### WORK ITEM:
According to the excerpt on the FDA whistleblower lawsuit, when did the employees say the snooping began?

### SELECTED EXCERPT:
•••
As reported previously, the agency monitoring cited in the whistleblower lawsuit took place over a two-year period during which the FDA employees accessed their personal e-mail accounts from government computers. They claim they were harassed and eventually dismissed from their jobs in the Center for Devices and Radiological Health, but alleged various problems prompted their complaints, including devices that could have missed signs of detecting breast cancer (back story with documents).

The employees charge that the snooping began in January 2009, when they sent this letter to the Obama administration to complain that they were under investigation by the FDA Office of Criminal Investigation over a November 2008 letter sent by the chairman of the House Energy and Commerce Committee to FDA officials about allegations that the process for approving devices was coercive and intimidating.

The House Committee on Government Oversight and Reform subsequently began an investigation (read here). And the Times adds that a confidential government review in May by the Office of Special Counsel, which deals with the grievances of government workers, found the medical claims by the scientists were sufficiently valid to warrant a full investigation into what it termed “a substantial and specific danger to public safety.”

The Times writes cites one example in which intercepted e-mails revealed a few of the FDA employees who were under surveillance were drafting a complaint two years ago that they planned to send to the Office of Special Counsel. But shortly aftewards, but before the complaint was filed, two of the disgruntled employees were dismissed and a third was suspended.
•••
[Point localization data]
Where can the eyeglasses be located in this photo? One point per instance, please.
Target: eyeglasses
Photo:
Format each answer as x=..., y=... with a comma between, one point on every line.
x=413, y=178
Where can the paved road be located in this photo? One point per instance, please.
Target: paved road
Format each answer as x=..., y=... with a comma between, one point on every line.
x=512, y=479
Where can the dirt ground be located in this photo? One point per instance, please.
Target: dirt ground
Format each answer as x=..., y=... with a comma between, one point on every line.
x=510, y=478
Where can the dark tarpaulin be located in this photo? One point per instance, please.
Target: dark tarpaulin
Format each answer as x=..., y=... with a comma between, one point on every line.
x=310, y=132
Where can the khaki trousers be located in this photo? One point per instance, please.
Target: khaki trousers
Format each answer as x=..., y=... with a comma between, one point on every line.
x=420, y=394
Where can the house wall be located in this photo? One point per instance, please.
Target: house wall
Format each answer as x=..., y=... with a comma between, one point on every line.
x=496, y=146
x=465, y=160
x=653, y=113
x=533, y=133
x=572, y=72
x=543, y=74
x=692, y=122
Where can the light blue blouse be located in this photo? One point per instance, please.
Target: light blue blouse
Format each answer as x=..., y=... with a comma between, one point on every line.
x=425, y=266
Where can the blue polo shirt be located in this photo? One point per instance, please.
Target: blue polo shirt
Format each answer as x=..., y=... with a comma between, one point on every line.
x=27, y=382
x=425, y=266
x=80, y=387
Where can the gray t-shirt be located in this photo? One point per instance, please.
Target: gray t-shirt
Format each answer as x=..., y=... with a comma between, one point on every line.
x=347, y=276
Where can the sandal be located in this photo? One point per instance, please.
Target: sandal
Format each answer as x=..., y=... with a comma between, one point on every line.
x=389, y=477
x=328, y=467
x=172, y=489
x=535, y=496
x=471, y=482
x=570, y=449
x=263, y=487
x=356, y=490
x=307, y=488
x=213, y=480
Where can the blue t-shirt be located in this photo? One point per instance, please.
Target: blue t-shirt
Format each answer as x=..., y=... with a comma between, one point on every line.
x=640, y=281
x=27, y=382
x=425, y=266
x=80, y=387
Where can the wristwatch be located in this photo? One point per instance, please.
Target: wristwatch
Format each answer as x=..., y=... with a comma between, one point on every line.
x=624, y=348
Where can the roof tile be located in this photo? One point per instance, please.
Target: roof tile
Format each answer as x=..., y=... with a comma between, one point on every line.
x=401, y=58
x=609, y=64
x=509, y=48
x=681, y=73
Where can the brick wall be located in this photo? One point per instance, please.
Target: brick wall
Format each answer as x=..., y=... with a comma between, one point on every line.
•••
### RESPONSE FOR THIS EXERCISE:
January 2009